= Directive =
Retype every line of the rows below without any changes, and leave the pictures out of your answer.
╭─ Dataset excerpts
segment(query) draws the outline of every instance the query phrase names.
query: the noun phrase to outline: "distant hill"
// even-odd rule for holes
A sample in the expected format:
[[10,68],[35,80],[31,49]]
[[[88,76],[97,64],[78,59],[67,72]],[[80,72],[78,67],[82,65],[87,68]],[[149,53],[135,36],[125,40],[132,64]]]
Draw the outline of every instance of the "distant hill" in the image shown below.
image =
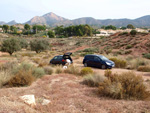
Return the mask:
[[[137,19],[95,19],[92,17],[83,17],[74,20],[69,20],[58,16],[54,13],[47,13],[43,16],[35,16],[31,20],[23,23],[23,24],[41,24],[41,25],[50,25],[50,26],[69,26],[69,25],[79,25],[79,24],[89,24],[89,25],[96,25],[96,26],[107,26],[107,25],[114,25],[117,27],[127,26],[128,24],[133,24],[136,27],[150,27],[150,15],[143,16]],[[14,25],[17,24],[15,21],[11,21],[8,23],[0,21],[0,25],[8,24]]]
[[128,24],[133,24],[136,27],[150,27],[150,15],[143,16],[137,19],[95,19],[92,17],[83,17],[74,20],[69,20],[63,17],[60,17],[54,13],[47,13],[43,16],[33,17],[30,21],[26,22],[28,24],[46,24],[51,26],[57,25],[79,25],[79,24],[89,24],[89,25],[114,25],[117,27],[127,26]]
[[0,21],[0,25],[4,25],[4,24],[7,24],[7,25],[15,25],[15,24],[17,24],[17,22],[16,22],[15,20],[12,20],[12,21],[10,21],[10,22],[8,22],[8,23],[3,22],[3,21]]
[[55,23],[59,23],[61,21],[66,21],[67,19],[57,16],[54,13],[47,13],[43,16],[36,16],[33,17],[31,20],[26,22],[27,24],[33,25],[33,24],[47,24],[47,25],[53,25]]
╰─
= The answer =
segment(query) draws the outline of every instance the query phrase names.
query: the noun phrase to outline: "distant hill"
// even-odd rule for holes
A sample in the expected format:
[[10,68],[35,80],[31,49]]
[[[88,76],[97,64],[78,59],[67,72]],[[80,72],[78,67],[82,65],[87,68]],[[149,53],[135,36],[125,40],[132,64]]]
Draw the outline of every instance of the "distant hill" in the image shown below.
image =
Return the mask:
[[[137,19],[95,19],[92,17],[83,17],[74,20],[69,20],[58,16],[54,13],[47,13],[43,16],[35,16],[31,20],[23,23],[23,24],[41,24],[41,25],[50,25],[50,26],[69,26],[69,25],[79,25],[79,24],[89,24],[89,25],[96,25],[96,26],[107,26],[107,25],[114,25],[117,27],[127,26],[128,24],[133,24],[136,27],[150,27],[150,15],[143,16]],[[14,25],[17,24],[15,21],[11,21],[8,23],[0,21],[0,25],[8,24]]]
[[128,24],[133,24],[136,27],[150,27],[150,15],[143,16],[137,19],[95,19],[92,17],[83,17],[74,20],[69,20],[63,17],[60,17],[54,13],[47,13],[43,16],[33,17],[30,21],[26,22],[28,24],[46,24],[51,26],[57,25],[79,25],[79,24],[89,24],[89,25],[114,25],[117,27],[127,26]]
[[0,21],[0,25],[4,25],[4,24],[7,24],[7,25],[15,25],[15,24],[17,24],[17,22],[16,22],[15,20],[12,20],[12,21],[10,21],[10,22],[8,22],[8,23],[3,22],[3,21]]
[[55,23],[59,23],[61,21],[66,21],[67,19],[57,16],[54,13],[47,13],[43,16],[36,16],[33,17],[31,20],[26,22],[27,24],[33,25],[33,24],[47,24],[47,25],[53,25]]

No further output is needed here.